Recorded information:
★ ★ ★ ★ ★ ★ ★
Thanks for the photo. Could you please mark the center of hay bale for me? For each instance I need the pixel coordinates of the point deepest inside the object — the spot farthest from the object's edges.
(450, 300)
★ ★ ★ ★ ★ ★ ★
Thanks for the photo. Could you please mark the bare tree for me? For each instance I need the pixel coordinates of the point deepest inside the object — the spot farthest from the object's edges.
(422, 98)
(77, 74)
★ ★ ★ ★ ★ ★ ★
Problem description: Copy out each line from the entries above in which the word "spot" appears.

Written response:
Thanks for the photo. Could you please mark the center of hay bale for me? For each instance I need the pixel coordinates of the point deepest inside the object — the spot farthest from the object's edges.
Thanks for the photo. Could you please mark the bare tree for me? For each instance I need the pixel coordinates of the point deepest inside the object — the spot farthest from the object's edges.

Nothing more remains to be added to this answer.